■ Texto citado ■
--
Para obviar o problema, urgia uma providência, de ordem legislativa, que foi concretizada por via do art. 25, caput e parágrafos, da lei ora impugnada, mediante a substituição da folha de pagamento dos empregadores rurais pelo valor da receita bruta proveniente da comercialização da produção, como base de cálculo da contribuição social por eles devida, reduzida a respectiva alíquota de 20% para 2,5%.
É fora de dúvida que, ao assim, proceder, laborou o legislador ordinário em campo que lhe era franqueado pelo art. 195, I, da Constituição, como já reconhecido por esta Corte nos precedentes invocados pelo eminente Relator, os quais foram categóricos no entendimento de que se compreende no conceito de faturamento, previsto no mencionado texto, a referência a 'receita bruta'.
Na verdade, não há falar em inconstitucionalidade do referido art. 25 da Lei nº 8.870/94, incs. I e II, por haverem mandado calcular a contribuição social devida pelo empregador rural sobre a receita bruta proveniente da comercialização de sua produção.
O problema surge, conforme acentuado pelo eminente Relator, no que concerne à produção dos empregadores rurais organizados em forma de agroindústria, em relação aos quais a lei impugnada (art. 25, § 2º) mandou calcular a contribuição, não sobre a receita bruta, posto não haver como se falar, no caso, em receita, se não há operação de venda da produção, mas 'sobre o valor estimado da produção agrícola própria, considerado seu preço de mercado'.
Dessa forma, afigura-se correta a definição da base de cálculo da exação debatida como sendo a receita bruta proveniente da comercialização da produção rural.
Em decorrência, é desnecessária a instituição da exação em comento por lei complementar, porque já tem fonte de custeio constitucionalmente prevista (artigo 195, inciso I e parágrafo 8.º), somente sendo exigida a instituição de contribuição para a seguridade social por meio de tal instrumento normativo para a criação de novas fontes de financiamento, consoante o disposto no artigo 195, parágrafo 4.º. Assim, não está condicionada à observância da técnica da competência legislativa residual da União (artigo 154, inciso I).
--
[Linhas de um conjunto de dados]
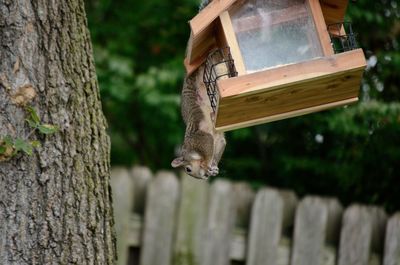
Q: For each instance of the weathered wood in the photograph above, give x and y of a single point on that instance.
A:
(244, 197)
(192, 218)
(392, 241)
(141, 177)
(314, 218)
(160, 218)
(266, 228)
(202, 21)
(290, 201)
(232, 42)
(362, 231)
(333, 10)
(221, 217)
(322, 30)
(122, 187)
(55, 205)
--
Escreva a continuação do texto sobre a contribuição social dos empregadores rurais, começando logo depois da última frase dele.

■ Resposta da tarefa ■
Neste sentido já decidiu o Supremo Tribunal Federal:
Conforme já assentou o STF (RREE 146733 e 138284), as contribuições para a seguridade social podem ser instituídas por lei ordinária, quando compreendidas nas hipóteses do art. 195, I, CF, só se exigindo lei complementar, quando se cuida de criar novas fontes de financiamento do sistema (CF, art. 195, par. 4) (RE 150755-PE, DJ 20-08-93).
A declaração de inconstitucionalidade dos incisos I e II do artigo 25 da Lei n.º 8.870/94, por sua vez, não interfere no julgamento da presente demanda.
Primeiro, porque o dispositivo da Lei n.º 8.870/94 declarado inconstitucional refere-se à contribuição sobre a comercialização do produtor rural pessoa jurídica, enquanto o produtor rural pessoa física empregador tem a contribuição regida pelo artigo 25 da Lei n.º 8.212/92.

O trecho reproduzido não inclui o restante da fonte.